Material for this exercise –
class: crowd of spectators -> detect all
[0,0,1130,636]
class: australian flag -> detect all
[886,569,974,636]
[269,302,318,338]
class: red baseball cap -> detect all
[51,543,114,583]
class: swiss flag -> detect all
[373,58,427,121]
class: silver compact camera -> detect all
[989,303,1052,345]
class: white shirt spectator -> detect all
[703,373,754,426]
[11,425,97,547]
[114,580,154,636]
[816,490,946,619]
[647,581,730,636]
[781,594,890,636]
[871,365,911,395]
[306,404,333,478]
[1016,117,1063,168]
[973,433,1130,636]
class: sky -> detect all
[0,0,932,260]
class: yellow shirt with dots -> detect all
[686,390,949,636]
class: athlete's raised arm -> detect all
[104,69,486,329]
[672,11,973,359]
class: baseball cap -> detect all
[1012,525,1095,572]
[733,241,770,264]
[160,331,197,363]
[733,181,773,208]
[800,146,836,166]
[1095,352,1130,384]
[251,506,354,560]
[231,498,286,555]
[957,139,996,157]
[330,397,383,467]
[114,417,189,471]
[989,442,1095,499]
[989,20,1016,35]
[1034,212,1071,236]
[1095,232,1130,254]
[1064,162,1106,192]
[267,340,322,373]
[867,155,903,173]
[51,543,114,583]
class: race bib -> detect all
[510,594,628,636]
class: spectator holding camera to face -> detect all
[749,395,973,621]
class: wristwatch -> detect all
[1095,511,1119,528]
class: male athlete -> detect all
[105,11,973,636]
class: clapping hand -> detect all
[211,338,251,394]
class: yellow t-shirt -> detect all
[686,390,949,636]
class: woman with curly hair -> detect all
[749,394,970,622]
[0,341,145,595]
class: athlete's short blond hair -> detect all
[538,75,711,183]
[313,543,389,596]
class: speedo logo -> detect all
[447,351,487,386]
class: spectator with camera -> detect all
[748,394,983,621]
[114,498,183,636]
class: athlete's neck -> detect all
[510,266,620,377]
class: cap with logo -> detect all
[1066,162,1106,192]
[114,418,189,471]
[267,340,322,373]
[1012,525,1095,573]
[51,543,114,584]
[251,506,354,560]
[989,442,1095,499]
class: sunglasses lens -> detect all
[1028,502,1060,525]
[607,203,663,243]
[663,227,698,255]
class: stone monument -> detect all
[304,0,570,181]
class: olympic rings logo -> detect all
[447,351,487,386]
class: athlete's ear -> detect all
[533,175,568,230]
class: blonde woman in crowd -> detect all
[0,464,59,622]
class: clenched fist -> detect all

Challenge – Please print every one of the records above again, unchanged and in the same order.

Reply –
class: crowd of spectators -> detect all
[0,0,1130,636]
class: australian flag -> detect all
[886,569,974,636]
[269,302,318,338]
class: red baseball cap -> detect all
[51,543,114,583]
class: swiss flag -> detect all
[373,58,427,121]
class: silver compact camera -> detect all
[989,303,1052,345]
class: white shirt spectator -> detect all
[703,373,754,426]
[11,425,97,547]
[114,580,154,636]
[816,490,946,619]
[647,581,730,636]
[781,594,890,636]
[871,365,911,395]
[306,404,333,478]
[1016,117,1063,168]
[973,433,1130,636]
class: sky -> detect all
[0,0,932,260]
class: yellow shirt with dots -> detect all
[686,390,949,636]
class: athlete's raised arm -> detect all
[104,69,486,329]
[672,11,973,359]
class: baseball cap -> detect all
[1012,525,1095,572]
[733,241,770,264]
[160,331,197,363]
[733,181,773,208]
[800,146,836,166]
[1095,352,1130,384]
[251,506,354,560]
[231,498,286,555]
[957,139,996,157]
[330,397,383,467]
[114,417,189,471]
[989,442,1095,499]
[989,20,1016,35]
[1034,212,1071,236]
[1095,232,1130,254]
[1064,162,1106,192]
[267,340,322,373]
[867,155,903,173]
[51,543,114,583]
class: race bib -> detect all
[510,594,628,636]
class: spectator holding camera to face -> detect all
[749,395,973,621]
class: wristwatch -> detect all
[1095,511,1119,528]
class: male athlete -> detect all
[105,11,973,636]
class: clapping hand -> detect all
[211,338,251,394]
class: yellow t-shirt -> detect all
[686,390,949,636]
class: woman with curly hair -> detect all
[749,394,970,622]
[0,341,145,595]
class: athlete's short blond hair -> detect all
[538,75,711,183]
[313,543,389,596]
class: speedo logo -> detect all
[447,351,487,386]
class: spectator with camera -> detect all
[748,394,983,621]
[114,498,183,636]
class: athlete's neck -> detect all
[510,266,620,377]
class: cap with logo -> detect all
[1066,162,1106,192]
[114,418,189,471]
[267,340,322,373]
[1012,525,1095,573]
[51,543,114,584]
[251,506,354,560]
[989,442,1095,499]
class: sunglasses lens -> detect all
[1028,502,1060,525]
[607,203,663,243]
[663,227,698,255]
class: stone monument -> detect all
[304,0,570,181]
class: olympic rings logo -> detect all
[447,351,487,386]
class: athlete's ear -> detect all
[533,175,568,230]
class: blonde woman in crowd -> detect all
[0,464,59,622]
class: clenched fist -> detect all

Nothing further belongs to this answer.